• [TEXTE FOURNI]
= = =

R. Sicard.- Bonjour à tous, bonjour A. Santini.

R.- Salut !

Q.- Vous lancez ce matin une conférence sur le dialogue social dans la Fonction publique. Je dirais que ça tombe un petit peu mal, à trois jours d'une grande grève contre la réforme des régimes spéciaux de retraite et contre ce que les fonctionnaires appellent la casse du service public. Alors, est-ce que vous allez vraiment pouvoir négocier à trois jours de cette grande grève ?

R.- Vous êtes toujours mal informé, R. Sicard, c'est bien connu...

Q.- Non, là, mon info est bonne ! J'ai vérifié...

R.- Sauf que cette conférence est la troisième. La première conférence portait sur les valeurs de la Fonction publique : pourquoi est-on fonctionnaire, qu'est-ce que c'est que le service public, faut-il être fonctionnaire pour remplir les missions de service public ?

Q.- Et à la deuxième, c'était les salaires.

R.- La deuxième, c'était la semaine dernière...

Q.- Les salaires.

R.- Ça portait sur le pouvoir d'achat.

Q.- Voilà.

R.- Mais nous ne devions pas "négocier". E. Woerth, qui est maintenant ministre du Budget et de la Fonction publique - ce qui court-circuite les éventuelles récriminations - eh bien a annoncé que d'ici la fin du mois d'octobre, il y aurait une "rencontre salariale" avec les syndicats, non pas des négociations, mais une rencontre, pour ne pas polluer, justement, le cycle de conférences que nous avons lancées. Alors, aujourd'hui, il s'agit donc...

Q.- Oui, mais, quand même, parler de dialogue social à trois jours d'une grève qui va être massive, ça paraît paradoxal.

R.- Peut-être mais ce n'est pas un luxe. Quand vous pensez que depuis 98, on n'a signé aucun accord entre les syndicats et le Gouvernement. C'est un secteur en jachère. Vous avez eu les...

= = =

• [EXTRAIT DES DONNÉES]
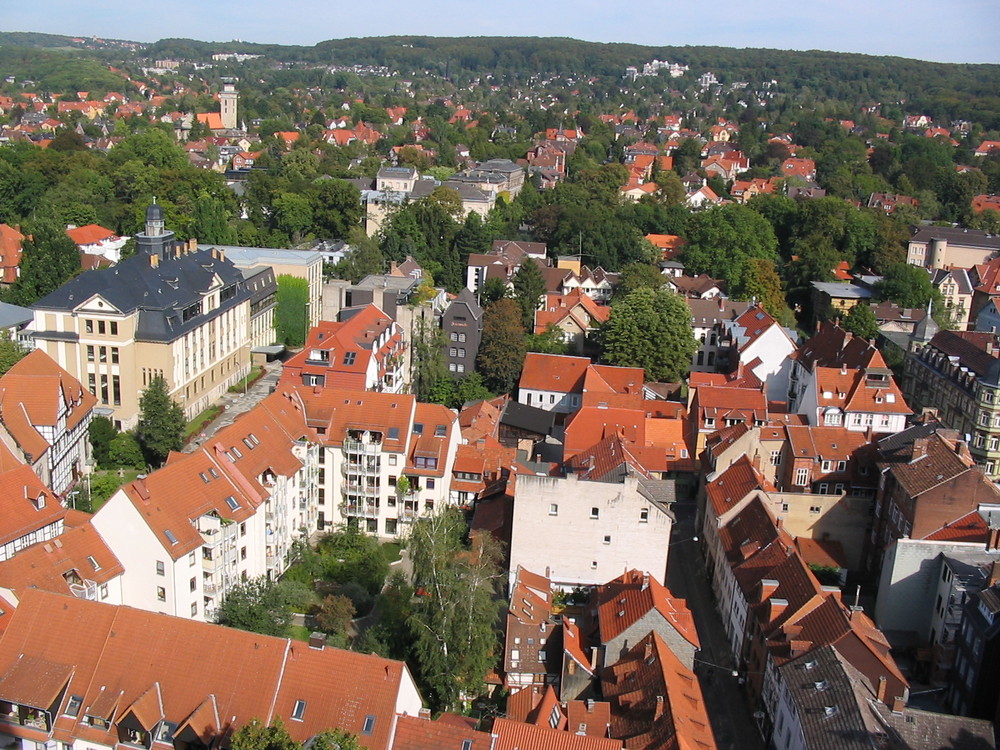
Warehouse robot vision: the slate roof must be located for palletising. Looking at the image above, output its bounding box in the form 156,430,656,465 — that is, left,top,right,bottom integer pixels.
32,250,250,342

= = =

• [TÂCHE DEMANDÉE 1] Condensez le paragraphe du texte fourni qui commence par « Sauf que cette conférence est la troisième » en gardant ses faits principaux.
• [TÂCHE DEMANDÉE 2] Recopiez à l'identique le passage du texte fourni qui va de « R.- Sauf que » jusqu'à « service public ? ».

• [RÉPONSE 1] Cette conférence est la troisième. La première traitait des valeurs de la Fonction publique : les raisons d'être fonctionnaire, la définition du service public et la nécessité ou non d'être fonctionnaire pour en assurer les missions.

• [RÉPONSE 2]
R.- Sauf que cette conférence est la troisième. La première conférence portait sur les valeurs de la Fonction publique : pourquoi est-on fonctionnaire, qu'est-ce que c'est que le service public, faut-il être fonctionnaire pour remplir les missions de service public ?